TEXT PROVIDED
-----

Being the Grinch that I am, I don’t like to get going on Christmas too early. I mean, there are some people, some very dear to me, who are already hitting the Christmas thing from December First onward – this is a bit much for me. For me, Christmas begins with our North Buckinghamshire Down’s Syndrome Association Christmas party. There’s no Christmas party, like a Down’s Syndrome Association Christmas party. It’s the kind of Christmas party where people aren’t wearing Christmas jumpers ironically, they’re wearing Christmas jumpers because they love Christmas jumpers. Teenagers are wearing Christmas jumpers and loving it. We’ve been going to this party for years now. Ava-Jane is, by age, one of the senior citizens and there are always new people coming on board to welcome.


Ava-Jane was again one of the snow people to be wrapped up in toilet paper, which is great as it makes her the centre of attention – something she enjoys immensely.
My Ava-Jane highlight was going to the panto with her yesterday. Fo and I had a bit of a mix up on the tickets – I saw that Craig Revel Horwood, yes, that Craig Revel Horwood, he of Strictly Come Dancing Fame, yes, that Strictly Come Dancing, Ava-Jane’s absolute top number one, absolutely top fave show, was appearing in panto in Milton Keynes, yes that Milton Keynes, the cultural Mecca where we, like, literally live. So, I was like, “Fo, we absolutely like, 💯 % need to get tickets for this show!” And she was like, “We have already got tickets for this show, I got them in February.”

-----

LISTING
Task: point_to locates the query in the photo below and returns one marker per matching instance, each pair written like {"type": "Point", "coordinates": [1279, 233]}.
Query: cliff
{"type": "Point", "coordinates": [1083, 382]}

-----

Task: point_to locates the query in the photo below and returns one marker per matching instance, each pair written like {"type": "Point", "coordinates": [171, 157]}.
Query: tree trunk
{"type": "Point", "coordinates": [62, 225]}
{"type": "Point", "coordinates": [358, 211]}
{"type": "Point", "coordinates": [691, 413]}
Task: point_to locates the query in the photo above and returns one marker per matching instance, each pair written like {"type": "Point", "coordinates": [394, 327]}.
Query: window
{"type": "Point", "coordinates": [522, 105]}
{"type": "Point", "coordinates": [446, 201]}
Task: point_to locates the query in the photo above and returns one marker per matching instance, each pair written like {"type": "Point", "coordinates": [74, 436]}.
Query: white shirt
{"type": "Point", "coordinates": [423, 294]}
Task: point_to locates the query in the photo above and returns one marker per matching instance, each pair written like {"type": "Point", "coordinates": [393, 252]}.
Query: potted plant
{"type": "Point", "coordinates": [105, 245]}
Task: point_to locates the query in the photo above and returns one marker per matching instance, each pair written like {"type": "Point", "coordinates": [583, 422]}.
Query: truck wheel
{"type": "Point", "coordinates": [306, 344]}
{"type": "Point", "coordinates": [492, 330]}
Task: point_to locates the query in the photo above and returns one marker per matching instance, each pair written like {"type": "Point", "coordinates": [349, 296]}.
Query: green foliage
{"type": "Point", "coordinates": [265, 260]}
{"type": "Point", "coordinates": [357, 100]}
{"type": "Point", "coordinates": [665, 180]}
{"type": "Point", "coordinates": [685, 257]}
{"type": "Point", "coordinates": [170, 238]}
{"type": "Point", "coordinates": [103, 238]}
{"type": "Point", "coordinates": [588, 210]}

-----

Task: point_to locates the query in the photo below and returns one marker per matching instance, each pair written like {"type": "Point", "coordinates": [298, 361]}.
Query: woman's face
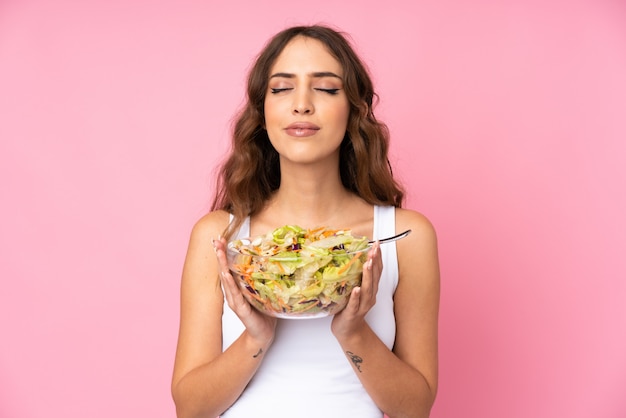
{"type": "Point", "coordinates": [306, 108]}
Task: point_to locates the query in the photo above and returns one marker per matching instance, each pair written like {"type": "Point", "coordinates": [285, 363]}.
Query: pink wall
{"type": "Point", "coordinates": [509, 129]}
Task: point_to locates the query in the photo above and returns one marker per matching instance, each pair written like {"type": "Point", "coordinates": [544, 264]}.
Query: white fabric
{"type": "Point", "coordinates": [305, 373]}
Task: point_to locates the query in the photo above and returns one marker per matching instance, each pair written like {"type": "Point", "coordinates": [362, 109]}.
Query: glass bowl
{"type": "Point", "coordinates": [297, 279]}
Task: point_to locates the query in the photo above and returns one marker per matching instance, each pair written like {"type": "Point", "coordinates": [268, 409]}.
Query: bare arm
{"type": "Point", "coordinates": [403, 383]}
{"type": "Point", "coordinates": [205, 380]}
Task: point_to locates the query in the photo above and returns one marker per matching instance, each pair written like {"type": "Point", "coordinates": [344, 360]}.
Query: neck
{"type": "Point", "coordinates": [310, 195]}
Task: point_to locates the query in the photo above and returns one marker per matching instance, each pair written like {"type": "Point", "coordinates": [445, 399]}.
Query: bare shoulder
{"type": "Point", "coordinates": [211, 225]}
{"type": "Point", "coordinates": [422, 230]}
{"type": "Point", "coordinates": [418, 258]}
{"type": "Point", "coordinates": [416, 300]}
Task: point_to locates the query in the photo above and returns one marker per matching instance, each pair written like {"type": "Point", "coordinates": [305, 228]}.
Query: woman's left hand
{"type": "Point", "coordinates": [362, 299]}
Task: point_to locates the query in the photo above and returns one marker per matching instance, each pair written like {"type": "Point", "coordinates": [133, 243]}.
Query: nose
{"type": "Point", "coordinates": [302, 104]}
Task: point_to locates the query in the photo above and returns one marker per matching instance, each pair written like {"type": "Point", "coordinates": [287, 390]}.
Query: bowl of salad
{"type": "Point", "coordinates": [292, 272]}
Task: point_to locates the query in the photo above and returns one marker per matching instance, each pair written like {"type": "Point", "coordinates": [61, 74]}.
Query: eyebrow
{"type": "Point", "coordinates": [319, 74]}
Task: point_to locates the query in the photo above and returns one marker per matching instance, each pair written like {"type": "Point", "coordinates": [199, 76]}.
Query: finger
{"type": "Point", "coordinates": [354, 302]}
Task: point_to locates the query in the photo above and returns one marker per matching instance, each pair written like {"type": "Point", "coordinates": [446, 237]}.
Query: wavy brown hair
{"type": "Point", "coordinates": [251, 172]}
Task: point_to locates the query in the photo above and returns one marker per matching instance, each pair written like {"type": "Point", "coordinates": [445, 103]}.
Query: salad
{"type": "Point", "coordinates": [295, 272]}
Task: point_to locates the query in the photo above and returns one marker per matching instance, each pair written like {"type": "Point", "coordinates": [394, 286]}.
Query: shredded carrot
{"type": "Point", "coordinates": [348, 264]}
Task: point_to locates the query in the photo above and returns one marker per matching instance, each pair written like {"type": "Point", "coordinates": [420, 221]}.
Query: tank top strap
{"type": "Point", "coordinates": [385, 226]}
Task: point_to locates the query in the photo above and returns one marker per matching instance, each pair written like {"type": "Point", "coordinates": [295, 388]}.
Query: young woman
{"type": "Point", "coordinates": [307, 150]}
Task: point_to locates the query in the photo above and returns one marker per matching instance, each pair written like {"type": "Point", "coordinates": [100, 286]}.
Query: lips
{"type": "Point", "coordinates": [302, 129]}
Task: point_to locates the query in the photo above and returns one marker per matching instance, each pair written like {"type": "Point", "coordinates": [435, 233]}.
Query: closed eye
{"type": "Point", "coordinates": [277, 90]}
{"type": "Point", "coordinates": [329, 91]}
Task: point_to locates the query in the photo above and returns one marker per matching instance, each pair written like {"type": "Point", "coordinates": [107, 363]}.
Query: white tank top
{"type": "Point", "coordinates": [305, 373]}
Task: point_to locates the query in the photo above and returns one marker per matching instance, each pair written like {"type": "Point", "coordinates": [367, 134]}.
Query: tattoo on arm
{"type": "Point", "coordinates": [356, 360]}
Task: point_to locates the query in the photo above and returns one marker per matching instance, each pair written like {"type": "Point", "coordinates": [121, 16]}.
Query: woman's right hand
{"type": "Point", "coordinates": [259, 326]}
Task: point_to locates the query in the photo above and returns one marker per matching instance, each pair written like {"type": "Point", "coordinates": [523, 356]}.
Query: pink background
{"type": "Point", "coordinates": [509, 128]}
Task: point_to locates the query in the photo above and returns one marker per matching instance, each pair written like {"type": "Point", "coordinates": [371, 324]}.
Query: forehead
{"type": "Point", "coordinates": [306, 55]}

-----

WHAT TO WORK ON
1 - In the text about the Christmas party, translate this sentence into Spanish: "It's the kind of Christmas party where people aren't wearing Christmas jumpers ironically, they're wearing Christmas jumpers because they love Christmas jumpers."
2 - According to the Christmas party text, why is it great that Ava-Jane was again one of the snow people wrapped up in toilet paper? Answer in one to three sentences.
3 - Carry on the text about the Christmas party and the panto from the point where it stops.

EXPECTED ANSWERS
1 - Es el tipo de fiesta de Navidad en la que la gente no lleva jerséis navideños por ironía, sino porque le encantan los jerséis navideños.

2 - Being wrapped up in toilet paper makes Ava-Jane the center of attention. She enjoys being the center of attention immensely.

3 -
So yes, Fo had bought tickets for me and AJ to go to the panto last February, shortly after I had been to the panto with AJ that January and had had a bit of a last-minute-ticket-purchasing nightmare, precisely so as to avoid this last-minute-ticket-purchasing nightmare. She is clever like that, my Fo.
It was great! Ava-Jane likes any live show, Craig Revel Horwood was pretty wooden and I am not sure that Ava-Jane associated the guy up on the stage in the flamboyant pirate outfit with the judge on Strictly but there was enough singing and dancing to keep her entertained and some genuinely funny gags that tickled my fancy.

And Christmas was a highlight for Avallain-Jane and for all of us. We had a bit of a family melding, which can, of course, go horribly wrong but sisters-in-law and widowed parents all buggered along admirably.
Ava-Jane does love Christmas, as a sociable soul she thrives at these times when we allow our more social natures to flourish. She’ll say “hello” to any random passing stranger at any time of the year but at Christmas, they’ll say “hello” back.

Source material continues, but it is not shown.